Stated task:
Switch "shoulder" to "elbow" throughout every entry and write the lines out again, leaving all other wording untouched.

Extracted entries:
** start **

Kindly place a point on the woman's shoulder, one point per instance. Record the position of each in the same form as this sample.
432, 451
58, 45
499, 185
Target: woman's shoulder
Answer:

** end **

Result of this task:
Kindly place a point on the woman's elbow, one point per instance. Record the position of each in the same form as this sample.
432, 451
58, 45
499, 185
Target: woman's elbow
Answer:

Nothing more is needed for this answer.